━━━ INPUT RECORDS
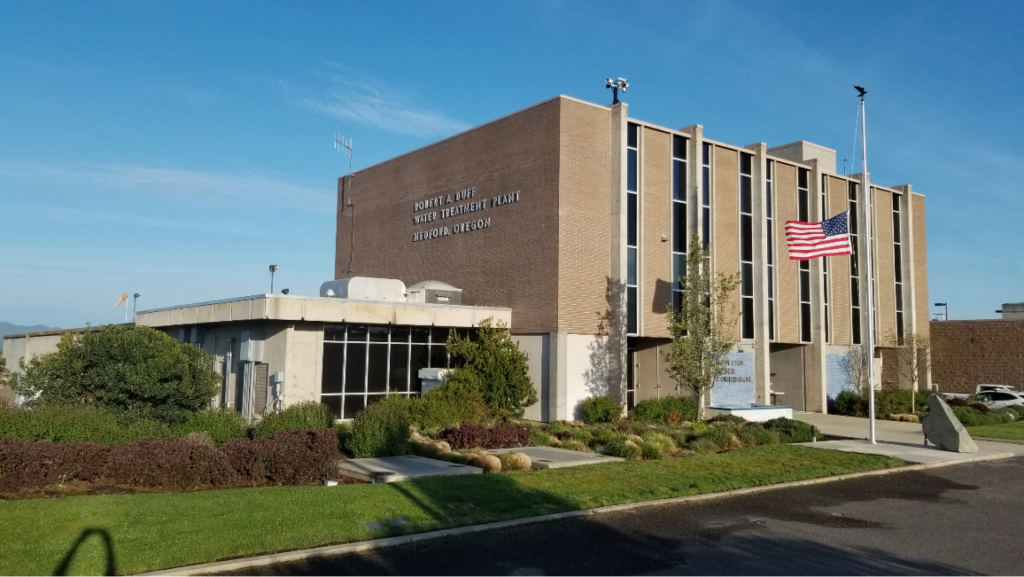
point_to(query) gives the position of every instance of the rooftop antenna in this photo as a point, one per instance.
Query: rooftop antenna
(622, 83)
(345, 148)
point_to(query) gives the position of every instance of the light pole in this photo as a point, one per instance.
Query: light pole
(273, 269)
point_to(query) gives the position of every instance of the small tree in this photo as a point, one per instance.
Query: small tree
(702, 326)
(139, 371)
(494, 363)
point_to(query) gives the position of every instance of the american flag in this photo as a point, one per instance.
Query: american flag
(810, 240)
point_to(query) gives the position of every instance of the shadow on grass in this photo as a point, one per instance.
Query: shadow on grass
(111, 566)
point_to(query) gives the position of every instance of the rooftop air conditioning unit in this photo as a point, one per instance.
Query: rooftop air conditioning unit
(434, 292)
(365, 288)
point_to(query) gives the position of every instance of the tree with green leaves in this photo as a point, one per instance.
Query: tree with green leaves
(493, 363)
(136, 371)
(702, 327)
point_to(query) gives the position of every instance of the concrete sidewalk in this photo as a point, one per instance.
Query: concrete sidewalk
(889, 431)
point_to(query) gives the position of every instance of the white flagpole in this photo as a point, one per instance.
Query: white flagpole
(866, 187)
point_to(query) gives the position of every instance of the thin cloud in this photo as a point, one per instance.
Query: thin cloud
(369, 102)
(207, 189)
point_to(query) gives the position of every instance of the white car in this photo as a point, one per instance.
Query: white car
(1000, 399)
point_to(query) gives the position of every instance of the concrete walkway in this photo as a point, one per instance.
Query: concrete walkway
(889, 431)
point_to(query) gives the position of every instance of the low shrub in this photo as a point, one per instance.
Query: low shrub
(754, 435)
(502, 436)
(221, 425)
(601, 409)
(515, 461)
(298, 416)
(69, 423)
(381, 429)
(791, 430)
(36, 464)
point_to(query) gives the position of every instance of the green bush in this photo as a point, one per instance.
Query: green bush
(658, 410)
(601, 409)
(494, 363)
(791, 430)
(850, 404)
(76, 423)
(221, 425)
(301, 415)
(755, 434)
(136, 371)
(381, 429)
(457, 402)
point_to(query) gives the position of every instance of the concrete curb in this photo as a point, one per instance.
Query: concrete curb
(333, 550)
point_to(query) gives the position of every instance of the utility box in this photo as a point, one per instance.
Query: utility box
(434, 292)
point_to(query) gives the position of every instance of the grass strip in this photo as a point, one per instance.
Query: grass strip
(1013, 430)
(156, 531)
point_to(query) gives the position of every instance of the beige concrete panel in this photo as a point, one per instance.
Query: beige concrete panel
(655, 220)
(584, 251)
(416, 316)
(206, 314)
(445, 317)
(242, 310)
(787, 298)
(839, 270)
(921, 264)
(517, 153)
(725, 216)
(479, 315)
(886, 295)
(284, 308)
(371, 313)
(327, 311)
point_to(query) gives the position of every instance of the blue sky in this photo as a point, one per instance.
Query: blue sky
(177, 149)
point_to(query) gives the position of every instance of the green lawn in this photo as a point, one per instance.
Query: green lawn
(161, 530)
(1006, 430)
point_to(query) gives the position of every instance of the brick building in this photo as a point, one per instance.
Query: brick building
(577, 217)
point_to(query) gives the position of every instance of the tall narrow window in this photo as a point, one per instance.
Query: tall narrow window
(679, 146)
(898, 265)
(747, 244)
(824, 260)
(854, 265)
(769, 168)
(632, 225)
(804, 214)
(706, 195)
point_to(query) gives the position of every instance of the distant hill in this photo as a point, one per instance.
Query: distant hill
(7, 328)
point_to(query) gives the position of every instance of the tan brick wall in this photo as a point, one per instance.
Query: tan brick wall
(725, 215)
(787, 299)
(839, 270)
(886, 296)
(966, 354)
(585, 227)
(655, 208)
(921, 264)
(514, 262)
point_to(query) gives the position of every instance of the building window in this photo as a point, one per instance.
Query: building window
(898, 266)
(679, 146)
(803, 214)
(769, 223)
(747, 245)
(363, 363)
(824, 261)
(632, 225)
(706, 195)
(854, 266)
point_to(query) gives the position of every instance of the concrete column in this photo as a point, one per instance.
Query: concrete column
(616, 279)
(762, 363)
(814, 357)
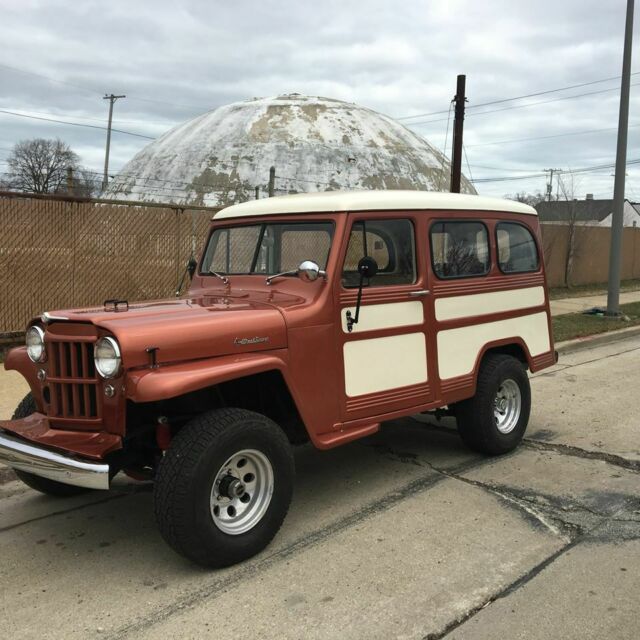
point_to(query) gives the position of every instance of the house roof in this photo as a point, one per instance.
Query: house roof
(578, 210)
(337, 201)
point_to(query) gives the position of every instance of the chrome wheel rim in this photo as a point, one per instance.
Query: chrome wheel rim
(507, 405)
(241, 492)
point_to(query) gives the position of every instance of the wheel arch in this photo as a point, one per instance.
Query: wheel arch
(258, 384)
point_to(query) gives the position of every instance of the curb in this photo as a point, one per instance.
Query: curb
(588, 342)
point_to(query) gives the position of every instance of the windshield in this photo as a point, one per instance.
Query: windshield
(268, 248)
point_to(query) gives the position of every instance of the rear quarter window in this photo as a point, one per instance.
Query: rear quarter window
(459, 249)
(517, 249)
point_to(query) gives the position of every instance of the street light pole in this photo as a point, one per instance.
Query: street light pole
(617, 221)
(105, 179)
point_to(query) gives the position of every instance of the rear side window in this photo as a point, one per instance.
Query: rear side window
(390, 243)
(517, 250)
(460, 249)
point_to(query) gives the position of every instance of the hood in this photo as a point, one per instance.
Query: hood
(189, 328)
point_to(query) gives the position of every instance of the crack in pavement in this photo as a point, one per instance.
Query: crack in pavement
(577, 452)
(135, 490)
(582, 537)
(563, 367)
(217, 587)
(570, 532)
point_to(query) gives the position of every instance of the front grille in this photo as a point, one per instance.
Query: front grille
(72, 378)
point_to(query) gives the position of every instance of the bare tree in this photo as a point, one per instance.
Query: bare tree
(566, 192)
(40, 165)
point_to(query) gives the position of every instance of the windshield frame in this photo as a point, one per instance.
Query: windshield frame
(328, 222)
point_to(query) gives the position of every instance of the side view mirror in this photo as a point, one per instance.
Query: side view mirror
(367, 268)
(191, 267)
(309, 271)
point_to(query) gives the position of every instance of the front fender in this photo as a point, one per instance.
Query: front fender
(18, 360)
(170, 381)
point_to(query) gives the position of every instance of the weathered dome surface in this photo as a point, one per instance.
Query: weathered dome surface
(315, 144)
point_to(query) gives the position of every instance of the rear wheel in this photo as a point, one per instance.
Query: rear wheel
(224, 486)
(49, 487)
(495, 419)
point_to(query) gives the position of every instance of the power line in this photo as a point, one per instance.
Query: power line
(540, 175)
(524, 106)
(527, 95)
(557, 135)
(74, 124)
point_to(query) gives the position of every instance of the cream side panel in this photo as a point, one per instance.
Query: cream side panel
(385, 316)
(458, 349)
(380, 364)
(482, 303)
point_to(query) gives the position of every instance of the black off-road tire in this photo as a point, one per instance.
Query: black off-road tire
(477, 423)
(49, 487)
(186, 475)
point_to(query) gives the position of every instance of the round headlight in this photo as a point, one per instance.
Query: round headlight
(106, 354)
(35, 344)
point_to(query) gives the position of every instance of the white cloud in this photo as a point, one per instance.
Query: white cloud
(176, 60)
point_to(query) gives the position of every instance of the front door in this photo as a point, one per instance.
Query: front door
(384, 356)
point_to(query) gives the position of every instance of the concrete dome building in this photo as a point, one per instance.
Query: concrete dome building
(315, 144)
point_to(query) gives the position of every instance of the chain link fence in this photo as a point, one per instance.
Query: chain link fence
(59, 253)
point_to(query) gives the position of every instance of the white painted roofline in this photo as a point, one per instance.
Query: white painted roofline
(335, 201)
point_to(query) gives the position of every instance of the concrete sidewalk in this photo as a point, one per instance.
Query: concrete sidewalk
(575, 305)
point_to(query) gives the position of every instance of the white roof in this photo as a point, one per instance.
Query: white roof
(334, 201)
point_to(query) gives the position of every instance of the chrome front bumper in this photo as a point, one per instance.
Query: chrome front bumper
(41, 462)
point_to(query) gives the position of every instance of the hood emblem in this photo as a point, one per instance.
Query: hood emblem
(256, 340)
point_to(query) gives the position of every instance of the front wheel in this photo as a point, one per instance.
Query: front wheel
(224, 486)
(495, 419)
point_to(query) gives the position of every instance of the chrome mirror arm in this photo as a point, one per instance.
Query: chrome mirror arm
(279, 275)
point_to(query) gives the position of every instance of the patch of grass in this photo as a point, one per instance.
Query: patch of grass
(556, 293)
(577, 325)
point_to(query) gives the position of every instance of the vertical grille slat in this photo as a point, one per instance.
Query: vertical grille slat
(75, 398)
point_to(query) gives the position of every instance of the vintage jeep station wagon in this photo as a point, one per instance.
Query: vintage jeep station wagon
━━━━━━
• [WHAT YOU ARE ASKED TO DO] In the records above, locate every line with the string "station" and copy it.

• [TASK OUTPUT]
point_to(query) gives the position of every instance of the vintage jeep station wagon in this photo as a point, one per instance.
Query: vintage jeep station wagon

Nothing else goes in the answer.